SOURCE MATERIAL:
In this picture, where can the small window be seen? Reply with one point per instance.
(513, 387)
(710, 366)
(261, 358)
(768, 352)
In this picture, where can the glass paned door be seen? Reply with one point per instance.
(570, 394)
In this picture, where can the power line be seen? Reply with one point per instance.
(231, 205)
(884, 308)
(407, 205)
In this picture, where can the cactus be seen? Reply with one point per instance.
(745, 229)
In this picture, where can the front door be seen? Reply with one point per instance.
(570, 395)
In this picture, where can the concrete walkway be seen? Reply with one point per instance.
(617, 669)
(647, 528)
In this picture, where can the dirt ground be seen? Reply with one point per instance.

...

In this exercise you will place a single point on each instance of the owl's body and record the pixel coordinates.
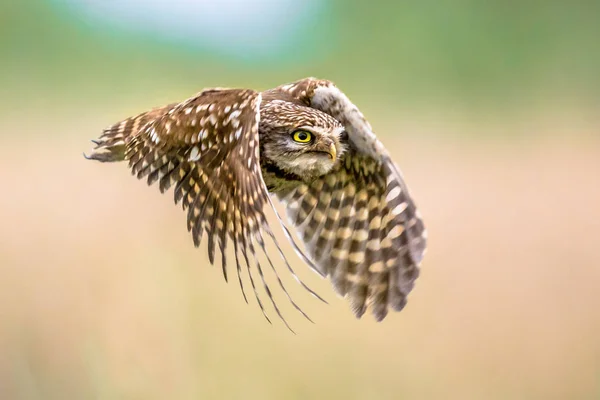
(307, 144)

---

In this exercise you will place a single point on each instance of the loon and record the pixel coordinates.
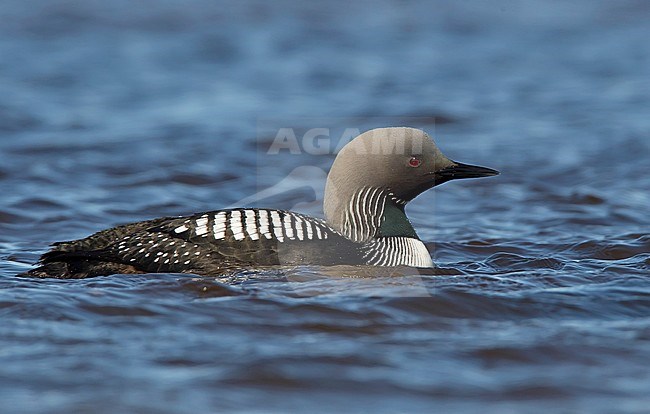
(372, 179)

BRIEF:
Take the lines of the records from the line containing "In this picture, where can the glass" through the line containing "In this picture, where can the dirt", and reproduce them with the requests included, rescaling every coordinate in the answers by a factor of 1.45 and rounding to whole numbers, with halves rounded up. Give only these lines.

EXERCISE RESPONSE:
In this picture, where can the glass paned door be seen? Reply with one point per instance.
(827, 571)
In this picture, where can the power line be seen? Reply with one point per instance.
(335, 297)
(1282, 447)
(590, 297)
In this picture, where can the cactus be seen? Reply with one point per instance.
(1080, 332)
In this picture, where can the front door be seen? Reply with one point per instance.
(827, 573)
In this picture, where can the concrete walkway be seen? Reply with one point per instance.
(895, 970)
(938, 766)
In this picture, where can the dirt ground be seen? Reply with one point per instance.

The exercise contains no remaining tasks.